*Aim of the exercise*. From the items below, pick out each line containing the word "tree" and copy those lines.

*Dataset excerpts*.
..............................

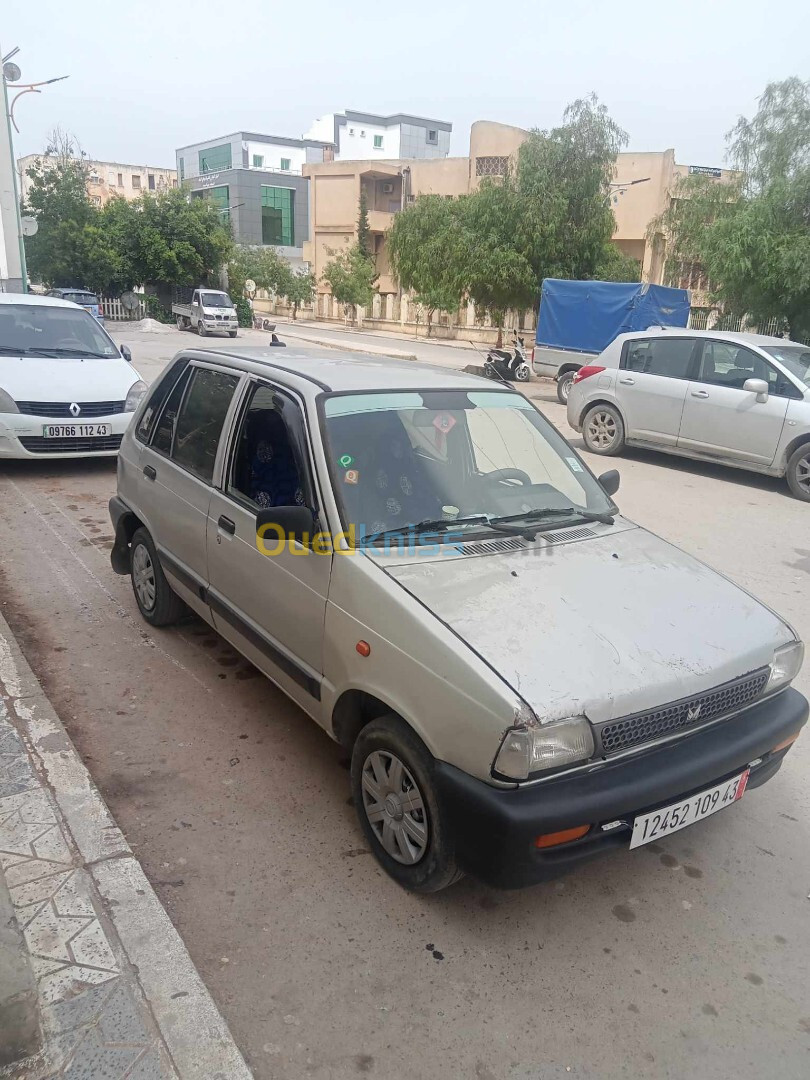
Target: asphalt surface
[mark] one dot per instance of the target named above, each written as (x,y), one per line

..............................

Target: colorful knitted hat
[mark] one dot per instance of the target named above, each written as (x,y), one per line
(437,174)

..............................

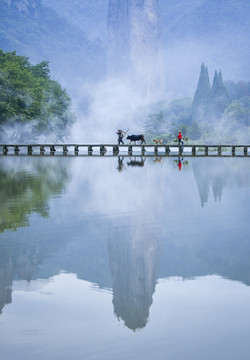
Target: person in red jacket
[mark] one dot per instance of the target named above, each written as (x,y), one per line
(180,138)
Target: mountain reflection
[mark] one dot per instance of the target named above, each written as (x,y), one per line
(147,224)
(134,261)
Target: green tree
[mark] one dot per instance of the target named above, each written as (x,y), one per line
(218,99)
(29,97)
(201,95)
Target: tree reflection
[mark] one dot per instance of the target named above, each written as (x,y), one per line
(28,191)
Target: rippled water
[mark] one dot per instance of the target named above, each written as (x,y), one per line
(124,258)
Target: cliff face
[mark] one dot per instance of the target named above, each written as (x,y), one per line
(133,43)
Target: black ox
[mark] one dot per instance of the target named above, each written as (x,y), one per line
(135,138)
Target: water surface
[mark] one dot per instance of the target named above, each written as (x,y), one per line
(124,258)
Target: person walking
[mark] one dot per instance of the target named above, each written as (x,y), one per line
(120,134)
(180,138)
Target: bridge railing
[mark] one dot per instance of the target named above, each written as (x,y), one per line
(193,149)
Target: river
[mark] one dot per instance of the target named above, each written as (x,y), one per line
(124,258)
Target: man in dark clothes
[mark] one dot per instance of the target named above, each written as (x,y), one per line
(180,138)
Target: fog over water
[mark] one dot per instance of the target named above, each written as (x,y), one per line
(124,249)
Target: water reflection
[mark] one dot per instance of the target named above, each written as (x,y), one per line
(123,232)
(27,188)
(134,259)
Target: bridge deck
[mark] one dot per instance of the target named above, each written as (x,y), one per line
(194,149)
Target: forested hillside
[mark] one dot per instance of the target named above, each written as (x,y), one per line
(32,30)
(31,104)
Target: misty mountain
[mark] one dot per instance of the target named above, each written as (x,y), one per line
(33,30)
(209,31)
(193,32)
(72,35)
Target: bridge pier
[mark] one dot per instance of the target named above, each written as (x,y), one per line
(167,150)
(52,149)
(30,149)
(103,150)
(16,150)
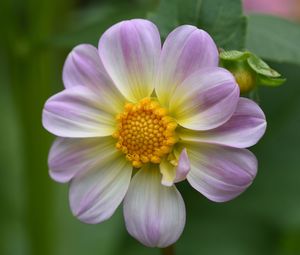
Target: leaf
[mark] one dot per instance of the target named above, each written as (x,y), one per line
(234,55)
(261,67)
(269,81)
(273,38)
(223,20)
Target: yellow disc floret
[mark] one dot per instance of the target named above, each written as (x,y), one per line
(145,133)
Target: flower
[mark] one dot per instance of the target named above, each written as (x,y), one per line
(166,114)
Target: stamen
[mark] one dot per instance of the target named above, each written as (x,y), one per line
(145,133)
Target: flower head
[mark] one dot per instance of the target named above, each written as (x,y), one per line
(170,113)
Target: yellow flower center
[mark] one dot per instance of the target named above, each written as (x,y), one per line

..............................

*Solution to the problem*.
Target: green tree
Target: tree reflection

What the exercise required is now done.